== YOUR GOAL ==
Your reply should reproduce each entry exactly and contain no pictures.

(Saved entries)
===
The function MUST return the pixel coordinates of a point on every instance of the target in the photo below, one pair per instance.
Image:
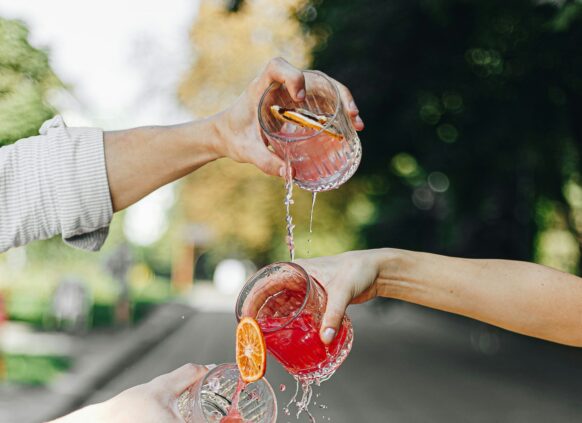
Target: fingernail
(328, 335)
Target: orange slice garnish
(251, 350)
(305, 119)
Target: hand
(241, 138)
(155, 401)
(348, 278)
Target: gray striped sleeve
(55, 183)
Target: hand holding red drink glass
(289, 305)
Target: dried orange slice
(251, 350)
(304, 118)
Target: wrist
(201, 140)
(396, 271)
(221, 133)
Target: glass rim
(326, 126)
(233, 366)
(299, 309)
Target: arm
(69, 181)
(155, 401)
(527, 298)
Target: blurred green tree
(232, 42)
(473, 112)
(25, 81)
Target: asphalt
(408, 365)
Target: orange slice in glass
(304, 118)
(251, 350)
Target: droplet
(214, 384)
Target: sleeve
(55, 183)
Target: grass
(32, 370)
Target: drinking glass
(288, 304)
(208, 400)
(320, 159)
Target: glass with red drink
(288, 304)
(314, 136)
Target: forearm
(143, 159)
(522, 297)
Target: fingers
(350, 104)
(279, 70)
(337, 302)
(180, 379)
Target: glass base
(336, 180)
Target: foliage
(473, 120)
(25, 81)
(243, 207)
(33, 369)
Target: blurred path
(408, 364)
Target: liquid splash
(313, 198)
(288, 202)
(302, 404)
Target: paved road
(408, 365)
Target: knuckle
(275, 63)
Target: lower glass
(209, 400)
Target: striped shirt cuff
(83, 200)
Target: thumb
(180, 379)
(337, 302)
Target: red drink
(289, 305)
(298, 346)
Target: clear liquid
(313, 198)
(288, 202)
(306, 396)
(234, 415)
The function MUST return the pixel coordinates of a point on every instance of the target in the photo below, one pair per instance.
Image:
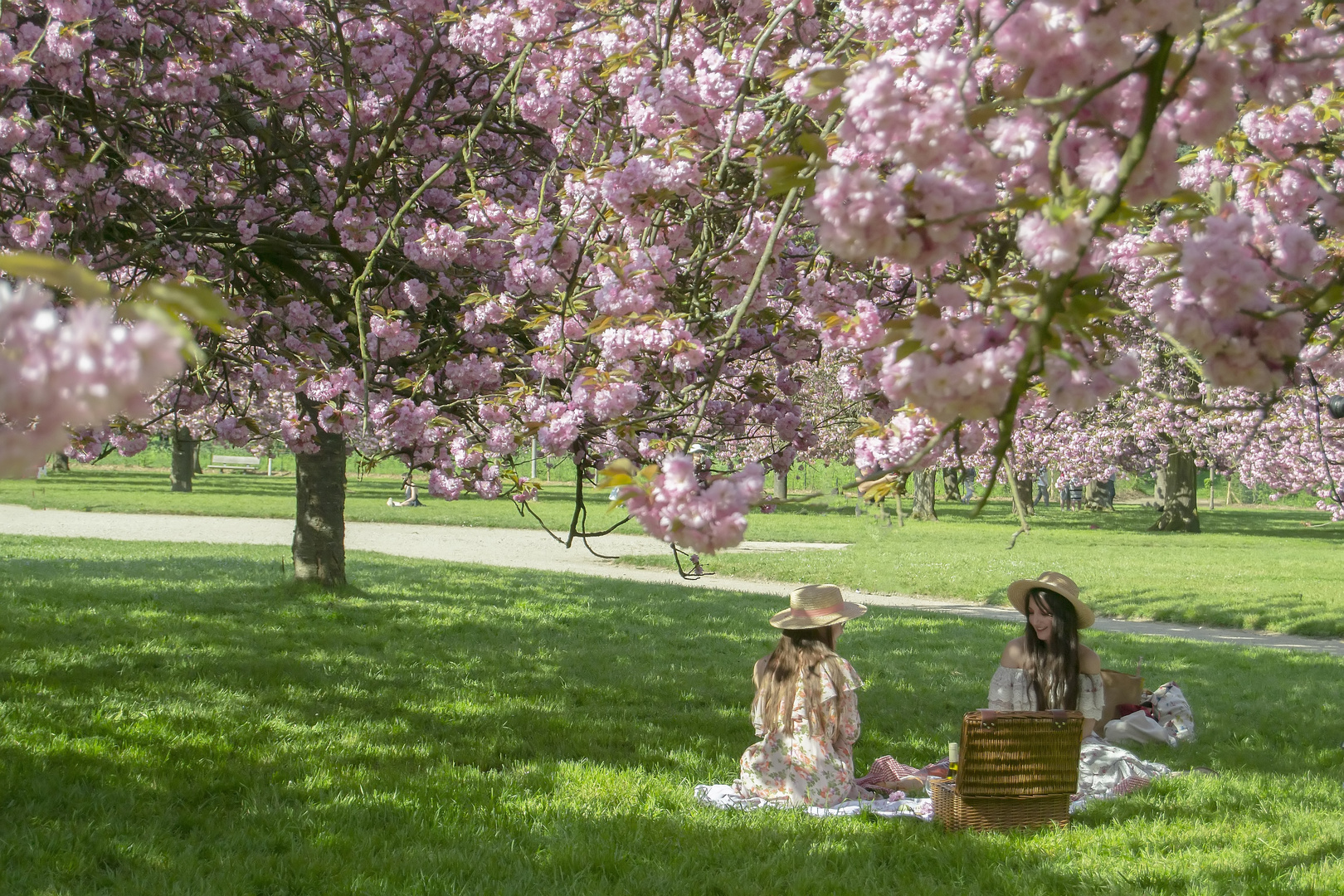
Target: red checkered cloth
(1131, 785)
===
== OUTPUT OF THE TASK ==
The function MUST return the pixel coordinates of a point on every instance of the target in the photo below, one pair per instance.
Image:
Target: fingernail
(328, 335)
Target: orange slice garnish
(251, 350)
(305, 119)
Target: hand
(241, 138)
(155, 401)
(348, 278)
Target: gray striped sleeve
(55, 183)
Target: hand holding red drink glass
(289, 305)
Target: dried orange slice
(251, 350)
(304, 118)
Target: wrist
(201, 140)
(396, 271)
(221, 133)
Target: glass rim
(326, 126)
(233, 366)
(299, 309)
Target: arm
(69, 181)
(155, 401)
(527, 298)
Target: blurred green tree
(232, 42)
(473, 112)
(25, 81)
Target: asphalt
(408, 365)
Target: orange slice in glass
(304, 118)
(251, 350)
Target: droplet
(214, 384)
Target: sleeve
(55, 183)
Target: grass
(32, 370)
Target: drinking glass
(288, 304)
(208, 400)
(320, 159)
Target: glass with red drink
(288, 304)
(314, 136)
Target: forearm
(143, 159)
(522, 297)
Target: fingers
(350, 104)
(279, 70)
(337, 302)
(180, 379)
Target: glass base
(336, 180)
Target: foliage
(473, 120)
(25, 81)
(243, 207)
(33, 369)
Target: blurred path
(408, 364)
Target: liquid splash
(313, 198)
(288, 202)
(302, 404)
Target: paved road
(408, 365)
Target: knuckle
(275, 63)
Target: lower glass
(209, 400)
Target: striped shirt cuff
(83, 200)
Target: thumb
(180, 379)
(337, 302)
Target: red drink
(289, 305)
(298, 346)
Target: clear liquid
(313, 198)
(288, 202)
(306, 396)
(234, 415)
The function MUST return the pixel coordinates of a point on every instance of the target in the photo below, one pair per instance.
Image:
Target: red checkered cloth
(1131, 785)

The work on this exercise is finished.